- Exercise inputs -
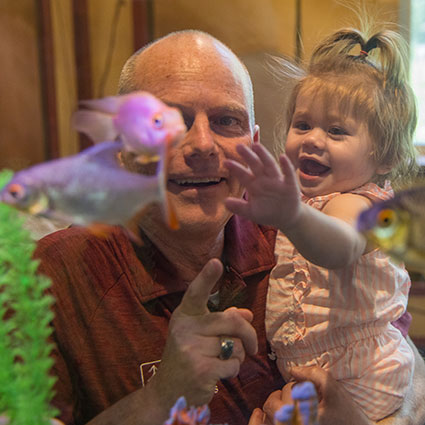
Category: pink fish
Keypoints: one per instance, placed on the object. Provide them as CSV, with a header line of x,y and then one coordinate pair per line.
x,y
141,121
87,189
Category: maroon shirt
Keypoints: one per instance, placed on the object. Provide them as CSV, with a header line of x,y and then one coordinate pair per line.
x,y
113,306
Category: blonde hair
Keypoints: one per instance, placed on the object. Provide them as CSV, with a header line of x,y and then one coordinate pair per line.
x,y
373,86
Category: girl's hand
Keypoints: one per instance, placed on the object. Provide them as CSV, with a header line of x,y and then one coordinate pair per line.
x,y
273,194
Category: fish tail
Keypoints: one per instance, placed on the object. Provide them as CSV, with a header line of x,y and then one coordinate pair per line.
x,y
168,208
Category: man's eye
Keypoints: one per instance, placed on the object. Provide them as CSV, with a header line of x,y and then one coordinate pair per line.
x,y
301,125
227,121
337,131
188,120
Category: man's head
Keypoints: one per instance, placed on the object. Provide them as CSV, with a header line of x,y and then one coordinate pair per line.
x,y
206,81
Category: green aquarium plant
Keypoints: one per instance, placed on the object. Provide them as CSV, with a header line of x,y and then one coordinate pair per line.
x,y
26,388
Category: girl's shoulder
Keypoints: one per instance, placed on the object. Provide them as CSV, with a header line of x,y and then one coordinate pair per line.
x,y
374,192
369,190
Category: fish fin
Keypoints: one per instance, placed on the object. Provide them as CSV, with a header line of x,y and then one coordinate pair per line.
x,y
147,159
132,227
100,230
108,105
97,125
106,153
167,206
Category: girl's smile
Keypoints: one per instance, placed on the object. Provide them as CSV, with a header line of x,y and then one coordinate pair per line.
x,y
331,151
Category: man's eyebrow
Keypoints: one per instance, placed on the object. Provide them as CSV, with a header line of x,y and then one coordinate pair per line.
x,y
230,108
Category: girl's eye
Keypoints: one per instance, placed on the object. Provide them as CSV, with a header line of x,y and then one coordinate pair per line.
x,y
386,217
302,125
158,121
337,131
16,191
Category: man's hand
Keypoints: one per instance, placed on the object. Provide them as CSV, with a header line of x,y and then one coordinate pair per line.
x,y
190,365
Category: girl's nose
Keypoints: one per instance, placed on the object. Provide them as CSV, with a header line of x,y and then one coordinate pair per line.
x,y
200,139
315,139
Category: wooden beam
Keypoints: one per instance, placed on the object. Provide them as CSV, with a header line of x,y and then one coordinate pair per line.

- The task -
Write out all of the records again, substituting "child's" for every "girl's" and leaving everything else unchanged. Omit the pictures from your answer.

- Answer below -
Category: pink fish
Keypoints: one per instance, placed on the object. Provide them as CSV, with a header line of x,y and then one coordinate pair per line.
x,y
141,121
87,189
Category: maroon shirt
Keypoints: one per instance, placed on the object. Provide them as CSV, with a header line of x,y and then one coordinate pair per line.
x,y
113,306
Category: blonde hair
Keypoints: one per instance, placed on the object. Provide them as CSV, with a header line of x,y and then one coordinate pair per line.
x,y
373,86
Category: child's hand
Keypoints: one per instance, placed on the object. Provide them as CSV, with a header line of x,y and then one coordinate pair per line.
x,y
273,194
Category: fish tail
Keypoints: one per instance, placed on the object. Provide them as CSV, with a header line of x,y and then one coordinate pair per line.
x,y
168,208
Category: man's eye
Keypoints: one per instance, placed on the object. Provide them as CSV, with a header line of x,y and then one coordinate pair per line.
x,y
301,125
227,121
337,131
188,120
Category: man's head
Keypoints: one per instance, placed on the object. Provide them as CSV, with a header line of x,y and then one coordinate pair per line.
x,y
206,81
Category: green aquarium plant
Keypoints: one per instance, placed on the object. Provide them as CSV, with a header line of x,y and then one coordinate pair per line.
x,y
26,388
Category: child's shoulder
Keypoints: one per instance, placed on the object. Provide them as CSV, with a header line of x,y and then one coordinate pair per line.
x,y
374,192
369,190
Category: fish fin
Keypoints: one per instance, placed on the object. Provide them as CSV, with a header line of x,y and then one coordinate pair per line.
x,y
147,159
132,227
100,230
108,105
97,125
106,153
167,206
Category: child's smile
Keypoints: one per instance, placed on the object. Provide them as CSV, with a header line of x,y and then one coordinate pair per line.
x,y
331,151
Category: man's eyebrow
Keypoints: one per instance, placed on the object. Provide them as CSV, with a header line of x,y and then one coordinate pair per line.
x,y
230,108
Category: child's eye
Keypoints: one per instance, placed on the object. Provide them as CSV, with a header line of x,y and then one coordinate pair per line.
x,y
386,217
302,125
158,121
337,131
16,191
Category: man's hand
Keypoints: one per instance, placed on the object. Provide them as CSV, with a header line of x,y and then one coordinate pair per line.
x,y
190,365
Category: child's nose
Keypoints: one per instance, placed on the object. Provide them as CSV, with a header line of x,y and then one coordinate pair per line.
x,y
200,139
315,139
Category: wooden beam
Keypoints: one per instance, placed on the object. Provide them as CSV, with a header line of x,y and then one coordinate pair per line.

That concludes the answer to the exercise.